Task details
Swap "rough mask" for "coarse mask" in the lines from the very first one through the line containing "positive clicks: (191, 593) (193, 614)", both ends included. Reproduce only those lines and leave everything else in them unchanged.

Stored items
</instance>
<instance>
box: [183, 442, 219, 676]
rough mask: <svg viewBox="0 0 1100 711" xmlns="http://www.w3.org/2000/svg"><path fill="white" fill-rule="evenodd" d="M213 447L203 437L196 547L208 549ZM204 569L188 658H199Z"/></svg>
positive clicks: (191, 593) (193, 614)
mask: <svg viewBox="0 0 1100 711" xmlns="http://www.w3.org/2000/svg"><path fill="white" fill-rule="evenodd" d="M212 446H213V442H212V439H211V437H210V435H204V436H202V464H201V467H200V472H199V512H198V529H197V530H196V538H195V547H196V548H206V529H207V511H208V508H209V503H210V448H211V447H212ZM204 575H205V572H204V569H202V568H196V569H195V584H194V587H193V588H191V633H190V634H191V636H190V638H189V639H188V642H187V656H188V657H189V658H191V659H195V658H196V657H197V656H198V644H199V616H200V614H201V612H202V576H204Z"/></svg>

Solution to this exercise
</instance>
<instance>
box: [183, 442, 219, 676]
coarse mask: <svg viewBox="0 0 1100 711" xmlns="http://www.w3.org/2000/svg"><path fill="white" fill-rule="evenodd" d="M213 447L203 437L196 547L208 549ZM204 569L188 658H199Z"/></svg>
positive clicks: (191, 593) (193, 614)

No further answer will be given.